The Blasphemy Act 1697 (9 Will 3 c 35) was an Act of the Parliament of England. It made it an offence for any person, educated in or having made profession of the Christian religion, by writing, preaching, teaching or advised speaking, to deny the Holy Trinity, to claim there is more than one god, to deny the truth of Christianity and to deny the Bible as divine authority.

The first offence resulted in being rendered incapable of holding any office or place of trust. The second offence resulted in being rendered incapable of bringing any action, of being guardian or executor, or of taking a legacy or deed of gift, and three years imprisonment without bail.

The Act was directed against apostates at the beginning of the deist movement in England, particularly after the 1696 publication of John Toland's book Christianity not Mysterious.

It was rarely applied: the legislation allowed only four days after the offence for a formal complaint to be lodged and the trial itself was required to be held within three months. As a result, existing common law process continued to be the first line against heterodoxy in England and Wales.

* **INFORMATION SHOWN**:
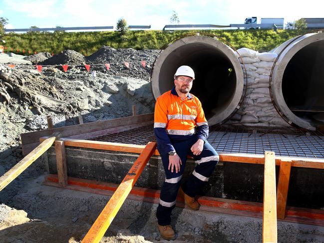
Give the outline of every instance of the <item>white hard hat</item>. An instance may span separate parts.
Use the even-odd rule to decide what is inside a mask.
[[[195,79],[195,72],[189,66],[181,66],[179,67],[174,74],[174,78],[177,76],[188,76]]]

* **OBJECTIVE**: Reproduce the full passage on the Blasphemy Act 1697 word for word, with no alterations.

* **COMPLETED TASK**:
The Blasphemy Act 1697 (9 Will 3 c 35) was an Act of the Parliament of England. It made it an offence for any person, educated in or having made profession of the Christian religion, by writing, preaching, teaching or advised speaking, to deny the Holy Trinity, to claim there is more than one god, to deny the truth of Christianity and to deny the Bible as divine authority.

The first offence resulted in being rendered incapable of holding any office or place of trust. The second offence resulted in being rendered incapable of bringing any action, of being guardian or executor, or of taking a legacy or deed of gift, and three years imprisonment without bail.

The Act was directed against apostates at the beginning of the deist movement in England, particularly after the 1696 publication of John Toland's book Christianity not Mysterious.

It was rarely applied: the legislation allowed only four days after the offence for a formal complaint to be lodged and the trial itself was required to be held within three months. As a result, existing common law process continued to be the first line against heterodoxy in England and Wales.